How many lines in the material below contain the string "post"? Case must match, and the reply should be only the number.

>> START

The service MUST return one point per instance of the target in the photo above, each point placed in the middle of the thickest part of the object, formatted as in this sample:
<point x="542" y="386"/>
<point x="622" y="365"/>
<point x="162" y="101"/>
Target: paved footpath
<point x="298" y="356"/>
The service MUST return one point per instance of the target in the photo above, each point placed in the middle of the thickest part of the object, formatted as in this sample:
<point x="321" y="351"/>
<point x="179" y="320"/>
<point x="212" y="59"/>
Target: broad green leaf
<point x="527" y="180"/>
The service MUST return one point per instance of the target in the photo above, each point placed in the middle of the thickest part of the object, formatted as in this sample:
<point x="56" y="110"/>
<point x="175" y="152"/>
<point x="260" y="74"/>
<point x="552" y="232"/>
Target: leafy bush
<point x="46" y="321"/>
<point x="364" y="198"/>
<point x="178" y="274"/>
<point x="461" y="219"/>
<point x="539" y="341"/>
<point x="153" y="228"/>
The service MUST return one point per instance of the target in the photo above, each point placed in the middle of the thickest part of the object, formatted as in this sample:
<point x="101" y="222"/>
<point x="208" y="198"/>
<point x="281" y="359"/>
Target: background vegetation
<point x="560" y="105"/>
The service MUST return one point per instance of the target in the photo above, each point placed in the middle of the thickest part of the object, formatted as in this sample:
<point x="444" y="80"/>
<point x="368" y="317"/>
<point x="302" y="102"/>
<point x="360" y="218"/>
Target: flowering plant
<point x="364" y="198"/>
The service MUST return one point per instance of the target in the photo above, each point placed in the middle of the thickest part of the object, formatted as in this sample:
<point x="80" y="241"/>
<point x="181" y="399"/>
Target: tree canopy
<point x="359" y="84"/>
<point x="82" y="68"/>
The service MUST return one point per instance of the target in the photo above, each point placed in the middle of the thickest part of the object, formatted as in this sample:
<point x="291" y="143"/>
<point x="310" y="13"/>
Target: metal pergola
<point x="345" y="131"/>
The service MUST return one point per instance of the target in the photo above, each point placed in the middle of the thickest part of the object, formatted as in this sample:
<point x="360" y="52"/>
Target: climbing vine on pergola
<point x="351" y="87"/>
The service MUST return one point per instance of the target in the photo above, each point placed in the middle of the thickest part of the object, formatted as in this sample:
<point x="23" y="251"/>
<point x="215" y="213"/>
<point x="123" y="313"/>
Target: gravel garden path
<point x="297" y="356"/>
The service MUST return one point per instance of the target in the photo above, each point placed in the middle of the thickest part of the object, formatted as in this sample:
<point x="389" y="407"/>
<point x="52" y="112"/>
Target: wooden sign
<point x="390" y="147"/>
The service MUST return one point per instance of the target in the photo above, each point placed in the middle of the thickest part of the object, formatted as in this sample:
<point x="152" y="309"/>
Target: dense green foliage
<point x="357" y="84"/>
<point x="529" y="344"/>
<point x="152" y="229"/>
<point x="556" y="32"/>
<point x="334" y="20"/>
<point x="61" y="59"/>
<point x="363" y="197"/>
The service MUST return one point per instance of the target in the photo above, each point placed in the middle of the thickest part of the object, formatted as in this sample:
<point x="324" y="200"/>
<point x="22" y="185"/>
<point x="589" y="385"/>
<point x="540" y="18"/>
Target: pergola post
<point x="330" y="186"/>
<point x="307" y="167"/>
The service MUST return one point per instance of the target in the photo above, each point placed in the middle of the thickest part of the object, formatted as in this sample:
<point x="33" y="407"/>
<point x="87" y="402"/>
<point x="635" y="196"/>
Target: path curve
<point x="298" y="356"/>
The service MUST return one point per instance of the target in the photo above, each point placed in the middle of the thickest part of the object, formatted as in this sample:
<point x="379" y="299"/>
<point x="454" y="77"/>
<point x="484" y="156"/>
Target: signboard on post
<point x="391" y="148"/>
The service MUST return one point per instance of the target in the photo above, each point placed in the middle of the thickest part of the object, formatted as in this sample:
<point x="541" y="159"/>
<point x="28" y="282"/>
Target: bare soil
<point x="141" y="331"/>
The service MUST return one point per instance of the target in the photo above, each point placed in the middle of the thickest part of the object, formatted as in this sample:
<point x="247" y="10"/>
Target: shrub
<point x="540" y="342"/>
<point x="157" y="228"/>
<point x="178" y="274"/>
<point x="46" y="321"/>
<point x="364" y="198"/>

>> END

* **SOLUTION**
2